Begin

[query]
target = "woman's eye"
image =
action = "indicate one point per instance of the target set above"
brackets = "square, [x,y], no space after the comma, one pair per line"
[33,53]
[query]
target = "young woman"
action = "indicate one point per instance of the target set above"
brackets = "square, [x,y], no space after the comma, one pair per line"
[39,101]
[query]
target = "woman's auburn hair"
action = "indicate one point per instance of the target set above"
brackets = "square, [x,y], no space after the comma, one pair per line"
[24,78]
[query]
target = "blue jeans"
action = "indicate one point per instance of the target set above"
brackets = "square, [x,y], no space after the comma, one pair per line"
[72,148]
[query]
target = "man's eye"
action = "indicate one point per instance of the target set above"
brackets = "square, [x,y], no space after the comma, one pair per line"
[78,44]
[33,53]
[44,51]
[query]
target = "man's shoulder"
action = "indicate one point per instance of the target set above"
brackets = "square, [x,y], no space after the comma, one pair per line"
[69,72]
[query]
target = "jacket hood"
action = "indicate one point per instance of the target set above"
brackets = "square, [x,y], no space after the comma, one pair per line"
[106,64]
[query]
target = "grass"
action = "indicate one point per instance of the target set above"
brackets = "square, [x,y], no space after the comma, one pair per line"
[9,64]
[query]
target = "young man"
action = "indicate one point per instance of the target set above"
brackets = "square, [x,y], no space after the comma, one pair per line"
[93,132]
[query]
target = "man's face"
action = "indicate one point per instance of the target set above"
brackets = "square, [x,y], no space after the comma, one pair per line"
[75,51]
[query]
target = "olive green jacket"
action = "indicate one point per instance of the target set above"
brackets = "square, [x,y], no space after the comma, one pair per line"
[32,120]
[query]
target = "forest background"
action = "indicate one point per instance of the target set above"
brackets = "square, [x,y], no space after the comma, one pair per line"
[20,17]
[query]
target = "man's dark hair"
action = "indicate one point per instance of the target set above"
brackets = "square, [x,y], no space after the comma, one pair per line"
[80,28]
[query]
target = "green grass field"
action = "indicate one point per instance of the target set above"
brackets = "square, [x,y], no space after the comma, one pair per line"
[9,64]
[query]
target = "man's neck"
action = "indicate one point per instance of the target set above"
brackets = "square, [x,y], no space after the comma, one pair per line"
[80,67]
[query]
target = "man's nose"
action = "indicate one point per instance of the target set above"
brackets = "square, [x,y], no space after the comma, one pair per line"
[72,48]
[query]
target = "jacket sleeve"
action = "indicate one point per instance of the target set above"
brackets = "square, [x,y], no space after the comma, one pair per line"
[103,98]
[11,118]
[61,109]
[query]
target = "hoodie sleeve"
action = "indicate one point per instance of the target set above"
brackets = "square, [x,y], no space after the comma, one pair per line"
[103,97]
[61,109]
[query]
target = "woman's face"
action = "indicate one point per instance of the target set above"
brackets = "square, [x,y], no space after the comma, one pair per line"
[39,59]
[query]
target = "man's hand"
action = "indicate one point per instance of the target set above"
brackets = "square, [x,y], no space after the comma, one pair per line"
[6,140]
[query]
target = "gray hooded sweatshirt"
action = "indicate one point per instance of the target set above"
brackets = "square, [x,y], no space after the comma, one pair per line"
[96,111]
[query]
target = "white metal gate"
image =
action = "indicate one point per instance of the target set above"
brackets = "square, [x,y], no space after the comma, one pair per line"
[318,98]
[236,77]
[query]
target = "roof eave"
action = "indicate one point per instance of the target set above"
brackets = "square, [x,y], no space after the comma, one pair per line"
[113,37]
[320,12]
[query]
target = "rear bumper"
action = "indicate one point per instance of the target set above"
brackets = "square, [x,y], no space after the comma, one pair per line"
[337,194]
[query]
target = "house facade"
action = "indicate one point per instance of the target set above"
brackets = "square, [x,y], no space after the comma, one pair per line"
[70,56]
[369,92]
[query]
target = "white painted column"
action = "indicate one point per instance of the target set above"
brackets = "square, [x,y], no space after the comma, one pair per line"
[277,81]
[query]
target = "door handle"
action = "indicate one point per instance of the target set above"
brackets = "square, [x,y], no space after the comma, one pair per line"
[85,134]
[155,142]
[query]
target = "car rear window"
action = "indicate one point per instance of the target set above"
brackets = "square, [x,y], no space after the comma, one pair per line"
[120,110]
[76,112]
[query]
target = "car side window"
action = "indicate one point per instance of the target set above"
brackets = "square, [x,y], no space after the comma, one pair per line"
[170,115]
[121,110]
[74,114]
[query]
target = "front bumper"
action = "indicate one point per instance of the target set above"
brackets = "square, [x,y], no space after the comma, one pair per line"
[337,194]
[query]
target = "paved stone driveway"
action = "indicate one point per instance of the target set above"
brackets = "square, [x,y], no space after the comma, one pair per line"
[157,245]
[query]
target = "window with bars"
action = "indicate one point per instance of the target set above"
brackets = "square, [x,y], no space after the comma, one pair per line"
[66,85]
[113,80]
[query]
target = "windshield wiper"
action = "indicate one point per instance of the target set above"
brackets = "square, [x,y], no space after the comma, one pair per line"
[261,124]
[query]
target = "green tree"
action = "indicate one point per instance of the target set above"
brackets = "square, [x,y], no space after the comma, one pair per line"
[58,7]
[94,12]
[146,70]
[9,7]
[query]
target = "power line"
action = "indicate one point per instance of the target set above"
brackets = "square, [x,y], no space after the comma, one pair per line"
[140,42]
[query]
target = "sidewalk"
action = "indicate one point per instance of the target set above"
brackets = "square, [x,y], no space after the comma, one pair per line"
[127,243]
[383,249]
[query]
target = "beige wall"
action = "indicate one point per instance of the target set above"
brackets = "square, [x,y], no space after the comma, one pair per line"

End

Aim: Gather every line in the entries above that contains the word "face", and reproduce each one verbatim.

Reply to the exercise:
target = "man's face"
target = "woman's face"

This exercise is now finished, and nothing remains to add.